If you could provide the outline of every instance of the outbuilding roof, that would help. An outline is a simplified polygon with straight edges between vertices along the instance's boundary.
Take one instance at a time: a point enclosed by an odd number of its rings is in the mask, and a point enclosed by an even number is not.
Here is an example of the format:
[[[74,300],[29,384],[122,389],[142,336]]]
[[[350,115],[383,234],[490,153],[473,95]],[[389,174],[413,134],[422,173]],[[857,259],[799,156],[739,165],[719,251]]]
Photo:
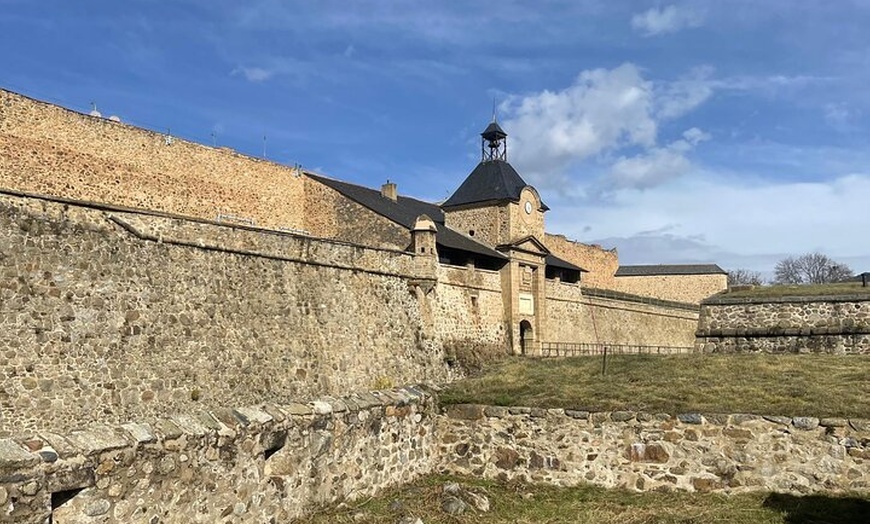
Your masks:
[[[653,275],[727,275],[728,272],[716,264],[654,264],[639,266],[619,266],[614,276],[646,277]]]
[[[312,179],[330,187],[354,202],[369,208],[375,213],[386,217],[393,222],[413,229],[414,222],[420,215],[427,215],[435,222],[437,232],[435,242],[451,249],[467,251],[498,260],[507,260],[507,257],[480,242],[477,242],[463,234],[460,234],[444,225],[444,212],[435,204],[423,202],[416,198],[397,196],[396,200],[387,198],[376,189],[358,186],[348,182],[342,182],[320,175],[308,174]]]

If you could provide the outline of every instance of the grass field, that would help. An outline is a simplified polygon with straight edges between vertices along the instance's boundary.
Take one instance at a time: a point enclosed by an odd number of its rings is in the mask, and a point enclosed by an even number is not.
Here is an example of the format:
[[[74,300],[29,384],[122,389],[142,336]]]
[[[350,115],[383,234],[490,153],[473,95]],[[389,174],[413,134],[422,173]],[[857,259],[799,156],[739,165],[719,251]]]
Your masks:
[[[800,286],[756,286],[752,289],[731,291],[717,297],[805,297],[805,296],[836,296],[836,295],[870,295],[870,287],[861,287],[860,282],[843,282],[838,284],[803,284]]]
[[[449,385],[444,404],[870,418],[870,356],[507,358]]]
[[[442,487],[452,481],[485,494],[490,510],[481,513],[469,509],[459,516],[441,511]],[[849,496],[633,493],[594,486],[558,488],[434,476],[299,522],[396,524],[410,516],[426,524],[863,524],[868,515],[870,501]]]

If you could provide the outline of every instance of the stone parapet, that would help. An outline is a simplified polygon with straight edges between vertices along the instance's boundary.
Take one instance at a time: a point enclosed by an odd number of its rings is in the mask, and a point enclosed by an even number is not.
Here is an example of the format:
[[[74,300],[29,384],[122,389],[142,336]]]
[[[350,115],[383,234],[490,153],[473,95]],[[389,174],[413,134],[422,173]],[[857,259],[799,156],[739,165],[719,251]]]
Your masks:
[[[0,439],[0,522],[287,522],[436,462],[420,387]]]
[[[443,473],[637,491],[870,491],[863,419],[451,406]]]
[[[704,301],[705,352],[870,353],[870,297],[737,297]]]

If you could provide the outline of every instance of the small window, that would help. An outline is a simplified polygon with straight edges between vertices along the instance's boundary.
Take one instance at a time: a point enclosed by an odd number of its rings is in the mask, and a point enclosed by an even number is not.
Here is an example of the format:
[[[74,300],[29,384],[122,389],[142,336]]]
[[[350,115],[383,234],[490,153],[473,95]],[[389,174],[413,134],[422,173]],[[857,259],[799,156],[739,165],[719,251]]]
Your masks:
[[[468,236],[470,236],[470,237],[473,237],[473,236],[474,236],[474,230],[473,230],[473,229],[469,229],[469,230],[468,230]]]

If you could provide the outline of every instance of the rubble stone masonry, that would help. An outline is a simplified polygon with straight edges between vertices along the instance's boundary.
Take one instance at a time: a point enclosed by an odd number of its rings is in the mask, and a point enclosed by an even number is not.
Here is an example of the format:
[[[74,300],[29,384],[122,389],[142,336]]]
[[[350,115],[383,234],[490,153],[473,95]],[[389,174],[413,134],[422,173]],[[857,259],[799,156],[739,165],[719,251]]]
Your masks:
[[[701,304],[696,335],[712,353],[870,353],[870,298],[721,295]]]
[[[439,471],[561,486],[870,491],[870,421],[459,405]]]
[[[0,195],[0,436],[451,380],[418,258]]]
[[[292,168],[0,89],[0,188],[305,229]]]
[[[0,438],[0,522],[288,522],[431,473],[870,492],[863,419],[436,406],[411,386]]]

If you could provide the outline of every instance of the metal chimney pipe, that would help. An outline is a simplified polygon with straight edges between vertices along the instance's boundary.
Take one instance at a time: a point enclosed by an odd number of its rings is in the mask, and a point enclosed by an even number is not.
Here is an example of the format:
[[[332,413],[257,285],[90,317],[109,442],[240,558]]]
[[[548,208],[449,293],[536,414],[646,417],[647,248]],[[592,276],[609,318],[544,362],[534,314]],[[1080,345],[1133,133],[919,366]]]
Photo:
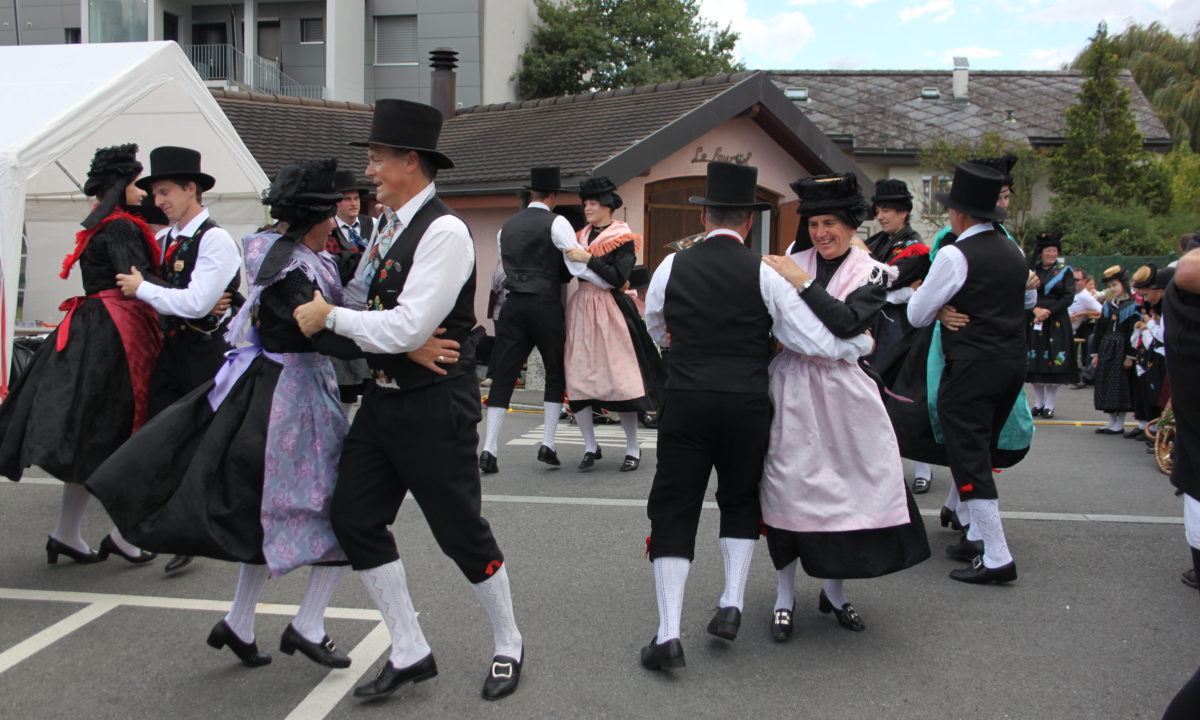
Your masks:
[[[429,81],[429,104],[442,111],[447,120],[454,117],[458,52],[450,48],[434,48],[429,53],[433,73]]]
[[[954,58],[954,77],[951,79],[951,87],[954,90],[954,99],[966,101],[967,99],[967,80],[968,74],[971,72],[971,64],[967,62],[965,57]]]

_ _ _ _ _ _ _

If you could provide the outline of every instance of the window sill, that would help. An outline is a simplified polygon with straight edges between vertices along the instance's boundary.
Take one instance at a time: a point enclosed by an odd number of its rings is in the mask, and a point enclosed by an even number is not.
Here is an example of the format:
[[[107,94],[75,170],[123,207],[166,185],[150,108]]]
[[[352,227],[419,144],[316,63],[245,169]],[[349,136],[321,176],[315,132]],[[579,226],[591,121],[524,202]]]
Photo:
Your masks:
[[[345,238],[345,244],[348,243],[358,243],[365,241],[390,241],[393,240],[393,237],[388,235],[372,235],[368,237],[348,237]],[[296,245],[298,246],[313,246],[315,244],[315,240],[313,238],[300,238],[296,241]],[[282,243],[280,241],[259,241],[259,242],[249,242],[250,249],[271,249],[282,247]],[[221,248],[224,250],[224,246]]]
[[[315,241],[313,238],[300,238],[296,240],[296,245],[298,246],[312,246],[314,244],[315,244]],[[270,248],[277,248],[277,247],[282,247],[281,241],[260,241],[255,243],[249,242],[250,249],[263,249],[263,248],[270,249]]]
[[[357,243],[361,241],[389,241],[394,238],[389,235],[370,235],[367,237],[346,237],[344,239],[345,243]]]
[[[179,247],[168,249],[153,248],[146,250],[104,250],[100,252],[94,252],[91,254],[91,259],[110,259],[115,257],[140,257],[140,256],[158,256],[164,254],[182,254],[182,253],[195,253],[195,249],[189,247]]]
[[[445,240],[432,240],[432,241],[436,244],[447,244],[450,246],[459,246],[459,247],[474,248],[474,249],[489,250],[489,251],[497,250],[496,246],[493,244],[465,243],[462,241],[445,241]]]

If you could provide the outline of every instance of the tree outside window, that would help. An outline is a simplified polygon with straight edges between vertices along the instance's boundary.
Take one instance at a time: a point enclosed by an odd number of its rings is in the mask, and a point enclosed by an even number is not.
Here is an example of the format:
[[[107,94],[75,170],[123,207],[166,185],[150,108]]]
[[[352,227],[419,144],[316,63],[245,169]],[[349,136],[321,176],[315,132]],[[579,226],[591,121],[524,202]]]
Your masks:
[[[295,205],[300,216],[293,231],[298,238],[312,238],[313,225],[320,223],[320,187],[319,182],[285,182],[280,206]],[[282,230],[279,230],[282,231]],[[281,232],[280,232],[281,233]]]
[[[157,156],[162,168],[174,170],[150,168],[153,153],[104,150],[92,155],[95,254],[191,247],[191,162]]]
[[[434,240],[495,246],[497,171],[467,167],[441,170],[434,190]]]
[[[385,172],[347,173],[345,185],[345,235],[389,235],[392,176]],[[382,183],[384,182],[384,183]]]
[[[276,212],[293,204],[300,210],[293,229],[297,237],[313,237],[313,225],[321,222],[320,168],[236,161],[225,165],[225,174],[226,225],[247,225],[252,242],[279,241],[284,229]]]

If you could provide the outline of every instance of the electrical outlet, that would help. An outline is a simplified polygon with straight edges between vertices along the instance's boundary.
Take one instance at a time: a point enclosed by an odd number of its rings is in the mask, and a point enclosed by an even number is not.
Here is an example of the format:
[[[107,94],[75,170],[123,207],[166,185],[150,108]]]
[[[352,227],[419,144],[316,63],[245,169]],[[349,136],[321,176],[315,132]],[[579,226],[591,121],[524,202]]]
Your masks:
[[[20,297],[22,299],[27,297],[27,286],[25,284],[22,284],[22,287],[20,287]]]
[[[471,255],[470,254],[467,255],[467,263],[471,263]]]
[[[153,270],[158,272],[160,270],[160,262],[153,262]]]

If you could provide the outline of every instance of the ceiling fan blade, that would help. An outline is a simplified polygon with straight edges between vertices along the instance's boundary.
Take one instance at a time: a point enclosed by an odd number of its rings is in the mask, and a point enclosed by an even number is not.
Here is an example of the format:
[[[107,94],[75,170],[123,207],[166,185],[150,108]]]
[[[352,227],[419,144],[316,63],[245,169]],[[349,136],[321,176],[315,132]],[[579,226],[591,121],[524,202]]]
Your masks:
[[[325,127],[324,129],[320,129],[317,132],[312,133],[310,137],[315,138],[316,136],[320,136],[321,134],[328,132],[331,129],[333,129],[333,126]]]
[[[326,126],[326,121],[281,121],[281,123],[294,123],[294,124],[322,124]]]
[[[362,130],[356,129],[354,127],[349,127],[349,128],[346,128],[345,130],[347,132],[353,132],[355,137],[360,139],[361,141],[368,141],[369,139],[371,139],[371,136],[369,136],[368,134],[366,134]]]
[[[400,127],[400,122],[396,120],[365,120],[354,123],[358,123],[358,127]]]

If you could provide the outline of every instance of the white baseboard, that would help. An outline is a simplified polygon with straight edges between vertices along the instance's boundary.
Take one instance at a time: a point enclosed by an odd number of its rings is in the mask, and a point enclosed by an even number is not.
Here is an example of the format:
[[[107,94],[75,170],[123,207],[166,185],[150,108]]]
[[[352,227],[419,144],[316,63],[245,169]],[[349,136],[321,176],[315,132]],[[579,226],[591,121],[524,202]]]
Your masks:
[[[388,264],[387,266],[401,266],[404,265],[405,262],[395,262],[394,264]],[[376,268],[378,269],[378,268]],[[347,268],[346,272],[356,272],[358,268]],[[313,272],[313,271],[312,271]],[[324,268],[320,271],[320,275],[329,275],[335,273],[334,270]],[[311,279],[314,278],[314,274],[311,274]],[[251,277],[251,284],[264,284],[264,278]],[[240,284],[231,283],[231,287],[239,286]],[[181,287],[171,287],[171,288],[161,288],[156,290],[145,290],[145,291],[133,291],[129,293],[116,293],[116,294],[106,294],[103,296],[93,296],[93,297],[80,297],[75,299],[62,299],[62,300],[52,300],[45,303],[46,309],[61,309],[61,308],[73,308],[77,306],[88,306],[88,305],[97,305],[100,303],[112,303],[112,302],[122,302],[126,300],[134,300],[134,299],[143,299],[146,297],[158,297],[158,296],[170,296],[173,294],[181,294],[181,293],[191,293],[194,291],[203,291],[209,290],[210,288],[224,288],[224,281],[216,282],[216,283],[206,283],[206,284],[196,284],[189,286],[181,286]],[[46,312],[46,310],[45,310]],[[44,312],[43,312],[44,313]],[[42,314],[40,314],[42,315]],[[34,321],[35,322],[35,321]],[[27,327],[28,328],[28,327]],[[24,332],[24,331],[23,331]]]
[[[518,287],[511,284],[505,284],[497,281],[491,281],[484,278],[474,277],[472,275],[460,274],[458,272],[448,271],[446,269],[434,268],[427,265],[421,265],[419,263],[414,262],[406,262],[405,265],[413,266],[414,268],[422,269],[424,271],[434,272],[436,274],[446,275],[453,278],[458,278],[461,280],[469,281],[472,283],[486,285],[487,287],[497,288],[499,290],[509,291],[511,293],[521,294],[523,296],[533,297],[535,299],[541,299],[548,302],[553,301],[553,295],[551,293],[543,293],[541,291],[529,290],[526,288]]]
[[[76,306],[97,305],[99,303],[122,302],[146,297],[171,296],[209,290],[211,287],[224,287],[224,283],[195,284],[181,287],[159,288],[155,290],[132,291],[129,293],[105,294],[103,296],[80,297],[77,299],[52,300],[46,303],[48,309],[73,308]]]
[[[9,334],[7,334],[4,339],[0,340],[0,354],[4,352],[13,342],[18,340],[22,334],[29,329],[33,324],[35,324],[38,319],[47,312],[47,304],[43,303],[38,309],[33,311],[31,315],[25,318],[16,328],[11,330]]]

_ _ _ _ _ _ _

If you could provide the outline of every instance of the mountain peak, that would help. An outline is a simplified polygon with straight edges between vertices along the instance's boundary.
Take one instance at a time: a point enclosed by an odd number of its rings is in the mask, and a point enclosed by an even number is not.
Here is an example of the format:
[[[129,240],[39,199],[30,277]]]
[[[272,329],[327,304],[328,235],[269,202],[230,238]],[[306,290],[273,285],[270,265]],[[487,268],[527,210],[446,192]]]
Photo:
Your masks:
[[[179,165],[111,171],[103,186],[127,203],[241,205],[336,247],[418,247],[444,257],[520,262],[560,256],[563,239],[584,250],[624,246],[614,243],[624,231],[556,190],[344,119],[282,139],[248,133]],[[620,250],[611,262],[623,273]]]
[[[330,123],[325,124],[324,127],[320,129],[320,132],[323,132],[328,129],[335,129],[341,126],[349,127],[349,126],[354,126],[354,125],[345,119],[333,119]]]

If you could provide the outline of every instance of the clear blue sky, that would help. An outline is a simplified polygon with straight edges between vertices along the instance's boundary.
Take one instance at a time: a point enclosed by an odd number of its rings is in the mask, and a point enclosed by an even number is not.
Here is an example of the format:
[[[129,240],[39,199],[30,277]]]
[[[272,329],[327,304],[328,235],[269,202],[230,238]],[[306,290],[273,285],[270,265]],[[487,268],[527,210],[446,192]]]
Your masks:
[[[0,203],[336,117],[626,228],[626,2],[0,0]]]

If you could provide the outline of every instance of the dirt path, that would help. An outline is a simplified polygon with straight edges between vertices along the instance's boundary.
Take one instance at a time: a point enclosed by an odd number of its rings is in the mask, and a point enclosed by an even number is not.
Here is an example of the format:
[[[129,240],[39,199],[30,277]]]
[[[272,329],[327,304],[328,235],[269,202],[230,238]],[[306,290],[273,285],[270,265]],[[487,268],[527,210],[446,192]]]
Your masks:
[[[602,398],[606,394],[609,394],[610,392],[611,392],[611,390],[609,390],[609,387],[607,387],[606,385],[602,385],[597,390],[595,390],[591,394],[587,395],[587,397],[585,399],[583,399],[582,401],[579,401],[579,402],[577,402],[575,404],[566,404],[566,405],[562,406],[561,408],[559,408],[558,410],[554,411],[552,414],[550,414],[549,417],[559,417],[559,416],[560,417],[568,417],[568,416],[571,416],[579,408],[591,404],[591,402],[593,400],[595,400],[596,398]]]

_ _ _ _ _ _ _

Extract every line from the records above that contains the word "stone".

If you could provide the outline of every instance of the stone parapet, that would help. An outline is a simplified polygon with straight edges between vertices along the instance's boundary.
If you could provide the outline of every instance of the rubble stone masonry, that would help. An outline is a simplified polygon with straight edges between vertices along the instance's boundary.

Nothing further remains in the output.